7. Если они имеют в себе талант, то уважают его. Они жертвуют для него покоем, женщинами, вином, суетой... Они горды своим талантом...
8. Они воспитывают в себе эстетику. Они не могут уснуть в одежде, видеть на стене щели с клопами, дышать дрянным воздухом, шагать по оплёванному полу, питаться из керосинки. Они не трескают походя водку... ибо знают, что они не свиньи. Пьют они только, когда свободны, при случае. Ибо им нужна mens sana in rorpore sano (здоровая душа в здоровом теле).
И т. д. Таковы воспитанные... Чтобы воспитаться..., не достаточно прочесть только Пикквика и вызубрить монолог из Фауста... Тут нужны беспрерывный дневной и ночной труд, вечное чтение, штудировка, воля. Тут дорог каждый час...»
Сложнее были отношения у Чехова с самым старшим из братьев - Александром.
Как почти все члены семьи Чеховых, он обладал литературным талантом, чувством юмора и, вступив на литературное поприще несколькими годами ранее Антона Павловича, оказал поддержку будущему творцу «Палаты № 6», «Мужиков» и «Вишнёвого сада», когда тот делал свои первые литературные шаги. Ещё будучи гимназистом и живя в Таганроге, Антон Павлович отсылал разную юмористическую мелочь своему брату в Москву, который делал попытки пристроить эти вещицы в той юмористической прессе, где сам он уже сотрудничал. Есть основания полагать, что кое - что из этих неуверенных опытов будущего великого мастера, до сих пор ещё не открытое «чеховистами», было стараниями Александра Чехова помещено в тогдашних журналах.

Условие задачи 1 » Что, согласно тексту о Чехове и его братьях, Антон Павлович ещё гимназистом отсылал из Таганрога брату Александру в Москву?
Условие задачи 2 » Продолжите текст об Антоне Чехове и его брате Александре после последнего приведённого предложения.

Показанные строки »
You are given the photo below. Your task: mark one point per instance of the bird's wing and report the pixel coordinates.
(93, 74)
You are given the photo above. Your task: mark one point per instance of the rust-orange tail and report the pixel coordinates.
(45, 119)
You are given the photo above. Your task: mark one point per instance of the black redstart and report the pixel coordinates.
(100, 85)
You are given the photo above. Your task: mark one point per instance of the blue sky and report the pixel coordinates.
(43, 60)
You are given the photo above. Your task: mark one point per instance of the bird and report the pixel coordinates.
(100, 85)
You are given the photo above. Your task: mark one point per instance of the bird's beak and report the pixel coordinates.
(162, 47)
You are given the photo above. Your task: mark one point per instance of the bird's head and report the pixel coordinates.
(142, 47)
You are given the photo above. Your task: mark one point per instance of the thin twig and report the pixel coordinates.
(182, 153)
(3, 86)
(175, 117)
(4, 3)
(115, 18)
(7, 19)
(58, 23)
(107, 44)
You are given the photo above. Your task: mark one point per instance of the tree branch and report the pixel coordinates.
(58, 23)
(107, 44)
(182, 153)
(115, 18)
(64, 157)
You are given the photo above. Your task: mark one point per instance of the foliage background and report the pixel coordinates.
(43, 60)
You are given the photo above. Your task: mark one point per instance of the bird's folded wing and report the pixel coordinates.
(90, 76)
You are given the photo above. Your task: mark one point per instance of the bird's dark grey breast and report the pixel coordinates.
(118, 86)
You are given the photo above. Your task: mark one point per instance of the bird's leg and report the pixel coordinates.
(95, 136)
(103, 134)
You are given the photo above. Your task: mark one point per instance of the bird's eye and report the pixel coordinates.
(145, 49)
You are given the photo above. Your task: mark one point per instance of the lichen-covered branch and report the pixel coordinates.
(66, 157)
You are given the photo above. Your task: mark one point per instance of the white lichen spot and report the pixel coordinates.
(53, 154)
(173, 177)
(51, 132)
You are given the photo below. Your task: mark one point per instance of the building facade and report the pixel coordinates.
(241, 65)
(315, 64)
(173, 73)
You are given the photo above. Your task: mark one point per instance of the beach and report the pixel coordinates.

Итоговый ответ 1 » Разную юмористическую мелочь.

Итоговый ответ 2 »
Во всяком случае, на первых порах литературной деятельности Антона Павловича положение «ведущего писателя» в их семье занимал не он, а старший брат, подписывавший свои мелочи, как и Антон Павлович, разными псевдонимами: Агафопод Единицын, Алоэ, Седой и т. д. На это литературное старшинство намекает один из псевдонимов Антона Павловича: ряд его вещиц напечатан под псевдонимом «Брат моего брата». Это надлежало понимать в том смысле, что подлинный литератор - это Александр Чехов, а он, скромный Антон, - лишь «брат своего брата».
Так начинали свою литературную карьеру эти два А. П. Чехова - оба молодые, оба талантливые, оба юмористы. Их иногда даже путали на первых порах...
И так мало сходства сохранилось между ними в конце их жизненного пути! Один сошёл в могилу, провожаемый глубочайшей печалью миллионов осиротелых читателей, для которых он был не только общепризнанный могучий художник, но словно и родной человек, выразитель их внутреннего мира, их упований, стремлений и надежд.
А старший Чехов, переживший Антона Павловича почти на десять лет, умер сотрудником «Ведомостей Петербургского градоначальства» - газеты, издававшейся для столичных унтеров Пришибеевых.
Причины столь трагического отличия литературной судьбы Александра Чехова заключаются не только в его несомненно меньшей одарённости, но также и в том, что он не сумел преодолеть в себе мещанина. А Антон Павлович, выйдя из затхлой среды мещанства, не прекращал борьбы с ним до последних дней своей жизни. Беспощадное разоблачение, неустанное преследование и язвительное клеймение мещанской пошлости прошли через всё его творчество. И в этой борьбе неуклонно расширялся его кругозор, обострялась наблюдательность и крепло дарование. Писатель отряхнул с себя следы мизерной мещанской жизни, воспарил над ней и, поднимаясь всё выше и выше, быстро достиг истинного величия не только как художник, но и как редкой духовной красоты человек.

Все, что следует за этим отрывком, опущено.